● **Instructions for the task**:
Since pictures are not wanted in the copy, output only the rest of each record exactly.

(Referring expression data)
===

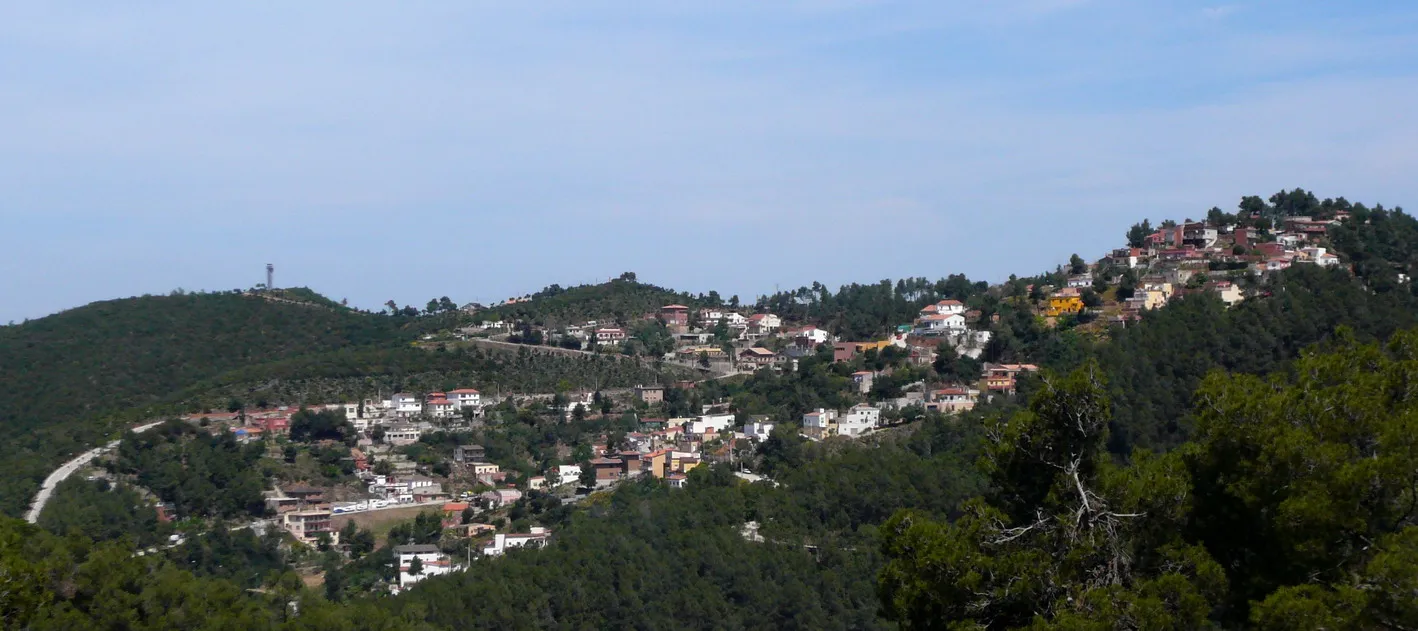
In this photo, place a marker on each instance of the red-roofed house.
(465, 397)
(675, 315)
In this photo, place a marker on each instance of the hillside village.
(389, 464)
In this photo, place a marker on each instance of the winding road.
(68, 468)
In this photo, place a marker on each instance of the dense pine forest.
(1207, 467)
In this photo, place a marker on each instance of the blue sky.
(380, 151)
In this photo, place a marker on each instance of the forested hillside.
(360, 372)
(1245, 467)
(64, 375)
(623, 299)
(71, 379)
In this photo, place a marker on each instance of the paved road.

===

● **Answer section**:
In this photo, place a marker on each instance of the red-roofed house.
(465, 397)
(675, 315)
In this photo, place a marker on each instance of the hillside village.
(389, 464)
In this photo, place a marker on each instance of the winding road.
(68, 468)
In this photo, place a marker on each instance of the dense pine forest.
(1207, 467)
In this photo, place a marker on each instance of the blue sky.
(380, 151)
In this photo, place a marker on each instance of the forested hillside.
(360, 372)
(1245, 467)
(64, 375)
(623, 299)
(71, 379)
In this photo, place a marker on each instance of the paved road.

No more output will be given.